■ **SET EXERCISE**
Pull out each of the rows below and reproduce it word for word, changing nothing.

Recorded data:
Start
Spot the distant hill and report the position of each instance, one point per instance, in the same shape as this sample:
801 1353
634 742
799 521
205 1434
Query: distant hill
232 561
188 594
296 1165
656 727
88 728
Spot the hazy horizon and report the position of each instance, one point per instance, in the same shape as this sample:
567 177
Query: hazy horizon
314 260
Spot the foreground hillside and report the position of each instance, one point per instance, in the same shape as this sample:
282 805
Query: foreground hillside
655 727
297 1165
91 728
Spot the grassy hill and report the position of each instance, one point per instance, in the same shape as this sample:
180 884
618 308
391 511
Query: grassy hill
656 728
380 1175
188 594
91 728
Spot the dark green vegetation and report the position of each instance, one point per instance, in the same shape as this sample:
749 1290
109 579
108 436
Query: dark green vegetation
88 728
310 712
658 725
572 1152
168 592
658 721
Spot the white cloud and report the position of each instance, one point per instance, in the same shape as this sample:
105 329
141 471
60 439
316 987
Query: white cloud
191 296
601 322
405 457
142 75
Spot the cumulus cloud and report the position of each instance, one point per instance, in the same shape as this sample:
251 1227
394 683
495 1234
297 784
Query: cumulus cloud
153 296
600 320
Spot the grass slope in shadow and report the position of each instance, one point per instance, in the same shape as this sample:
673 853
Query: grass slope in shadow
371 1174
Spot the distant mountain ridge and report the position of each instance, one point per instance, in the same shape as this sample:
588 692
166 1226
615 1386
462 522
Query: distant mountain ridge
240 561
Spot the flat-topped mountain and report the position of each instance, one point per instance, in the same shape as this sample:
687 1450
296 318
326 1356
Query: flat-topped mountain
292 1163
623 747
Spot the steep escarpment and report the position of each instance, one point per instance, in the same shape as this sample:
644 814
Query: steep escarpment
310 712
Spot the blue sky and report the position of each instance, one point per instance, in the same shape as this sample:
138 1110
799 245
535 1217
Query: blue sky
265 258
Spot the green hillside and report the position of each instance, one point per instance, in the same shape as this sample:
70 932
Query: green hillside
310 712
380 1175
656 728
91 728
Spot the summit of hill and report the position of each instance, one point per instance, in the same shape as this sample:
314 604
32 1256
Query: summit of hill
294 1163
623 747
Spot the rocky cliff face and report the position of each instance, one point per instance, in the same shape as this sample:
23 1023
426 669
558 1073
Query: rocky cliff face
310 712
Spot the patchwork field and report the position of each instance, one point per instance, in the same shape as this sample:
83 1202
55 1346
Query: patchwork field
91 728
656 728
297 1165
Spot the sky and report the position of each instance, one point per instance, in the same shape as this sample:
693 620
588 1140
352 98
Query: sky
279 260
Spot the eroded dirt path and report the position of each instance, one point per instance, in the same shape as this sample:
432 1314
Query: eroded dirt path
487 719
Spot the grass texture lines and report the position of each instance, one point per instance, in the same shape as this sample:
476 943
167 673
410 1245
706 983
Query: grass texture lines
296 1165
End
■ **RESPONSE TO THE TASK**
Spot the distant hill and report the position of each instance, one point per instance, in the same shape as this sample:
801 1353
634 742
799 521
205 1434
Query: distant hill
232 561
188 594
296 1165
656 727
88 728
Spot the hazy horizon and report the position of each instance, one point per instance, in the same shape as this sample:
567 177
Query: hazy horizon
314 260
Spot the foreground hillside and report the position of each instance, one point per instance, in the same shape as this sample:
282 805
Query: foreground hillside
655 727
297 1165
91 728
Spot the grassy hill and report the position of each instance, one point per instance, in the same shape as this sample:
180 884
618 308
391 511
Query: grassy hill
656 728
380 1175
188 594
91 728
Spot the dark green vegetation and report the position of each instance, one point per instance, in the same shape as this sample:
749 1290
109 579
108 436
Query: dark green vegetation
88 728
310 712
658 725
572 1152
168 592
658 721
Spot the white cloud and report the position of each instance, one point per instance, in the same shape as this sample:
105 329
141 471
60 439
316 987
Query: white cloud
191 296
601 322
405 457
142 75
Spot the cumulus cloud and report the position of each instance, one point per instance, in the same shape as this sample:
251 1227
394 683
495 1234
297 784
Query: cumulus cloud
153 296
600 320
Spot the grass slope in shadow and report the position of each instance, one point per instance, in the same shape as this sample:
673 853
Query: grass slope in shadow
371 1174
Spot the distant mountain ridge and report the position of each instance, one point per instance, in the same shape as this sample:
588 692
166 1226
615 1386
462 522
Query: distant mountain ridge
240 561
Spot the flat-topped mountain and report the position of each instance, one point per instance, in the same shape as this sample:
687 1450
296 318
326 1356
Query: flat-topped mountain
292 1163
623 747
Spot the steep escarpment and report the position of each instance, one point per instance, in the same shape as this sample:
644 814
Query: steep escarpment
310 712
Spot the blue sky and report the position of each instance, one point per instance, in the same shape as this sample:
138 1110
799 245
535 1217
Query: blue sky
265 258
Spot the green hillside and report the position of each instance, one point per instance, in the same shape as this sample:
70 932
Query: green hillside
310 712
380 1175
656 728
91 728
Spot the summit of hill and report the position of each instance, one point per instance, in the same shape as this sample:
314 604
32 1256
Query: summit of hill
294 1163
623 747
Spot the rocky cliff face and report the position of each instance, one point per instance, in the same shape as this sample:
23 1023
426 669
558 1073
Query: rocky cliff face
310 712
Spot the patchwork field and report the position of each instance, one point per instance, in the same shape as this sample:
83 1202
55 1346
Query: patchwork field
91 728
656 728
297 1165
Spot the sky and report the position of each instance, one point per instance, in the same shape as this sample:
693 620
588 1140
352 98
Query: sky
279 260
Spot the eroded dirt path and report the position of each instance, one point per instance, in the same shape as this sample:
432 1314
Query: eroded dirt path
487 719
Spot the grass texture lines and report the position of each instance, one point per instance, in the same shape as this sample:
476 943
167 673
410 1245
706 983
Query: grass texture lines
296 1165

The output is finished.